((

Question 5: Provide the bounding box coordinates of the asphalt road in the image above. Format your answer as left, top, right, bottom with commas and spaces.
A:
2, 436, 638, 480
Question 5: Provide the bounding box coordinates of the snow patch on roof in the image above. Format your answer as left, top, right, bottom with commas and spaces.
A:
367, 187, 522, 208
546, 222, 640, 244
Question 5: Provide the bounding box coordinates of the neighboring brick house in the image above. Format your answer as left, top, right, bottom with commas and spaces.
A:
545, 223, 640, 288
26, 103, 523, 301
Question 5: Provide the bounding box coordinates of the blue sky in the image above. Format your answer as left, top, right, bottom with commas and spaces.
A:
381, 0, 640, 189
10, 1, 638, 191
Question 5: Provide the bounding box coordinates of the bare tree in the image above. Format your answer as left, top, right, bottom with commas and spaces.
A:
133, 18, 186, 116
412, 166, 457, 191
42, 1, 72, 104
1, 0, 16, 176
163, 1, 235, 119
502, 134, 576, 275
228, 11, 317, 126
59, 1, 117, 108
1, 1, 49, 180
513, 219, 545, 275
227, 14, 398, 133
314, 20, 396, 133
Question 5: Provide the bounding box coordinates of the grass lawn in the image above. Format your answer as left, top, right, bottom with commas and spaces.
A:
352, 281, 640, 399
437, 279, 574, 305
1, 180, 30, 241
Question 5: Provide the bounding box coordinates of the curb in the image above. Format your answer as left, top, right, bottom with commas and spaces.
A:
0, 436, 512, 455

))

Task statement >>
Retype the listing above without a single difference.

Task solution >>
Question 5: Provide the bounding box coordinates of the asphalt road in the image above. Format your answer as left, top, right, bottom with commas and spaces.
A:
2, 436, 638, 480
Question 5: Provide the bounding box coordinates of the snow patch on roof in the image above. Format your answer as left, top, right, bottom with commas and spaces.
A:
367, 187, 522, 208
546, 222, 640, 244
Question 5: Provide the bounding box coordinates of the neighboring brick house in the image above. Format your answer as left, top, right, bottom with commas and spaces.
A:
545, 223, 640, 288
26, 103, 523, 301
Question 5: Provide the bounding box coordinates of the blue sky in the image above. Format your answer as left, top, right, bottom with commas and spaces.
A:
381, 0, 640, 189
10, 1, 638, 191
Question 5: Provide the bounding box coordinates of the bare tree in the image above. Format your answer as left, top, right, bottom with commas and spaces.
A:
133, 18, 186, 116
412, 166, 457, 191
42, 1, 72, 104
1, 0, 16, 176
163, 1, 235, 119
502, 134, 576, 275
228, 11, 317, 126
59, 1, 117, 108
1, 1, 49, 180
513, 219, 545, 275
227, 14, 398, 133
314, 20, 396, 133
Question 5: Provide the bounding box coordinates of the grass lawn in the image above. Format your answer as left, top, right, bottom with commas and spaces.
A:
352, 281, 640, 399
437, 279, 574, 305
1, 180, 30, 241
Question 5: Provide the bounding box coordinates of the curb in the image above. Format your answer as left, top, right, bottom with commas and spaces.
A:
0, 436, 512, 455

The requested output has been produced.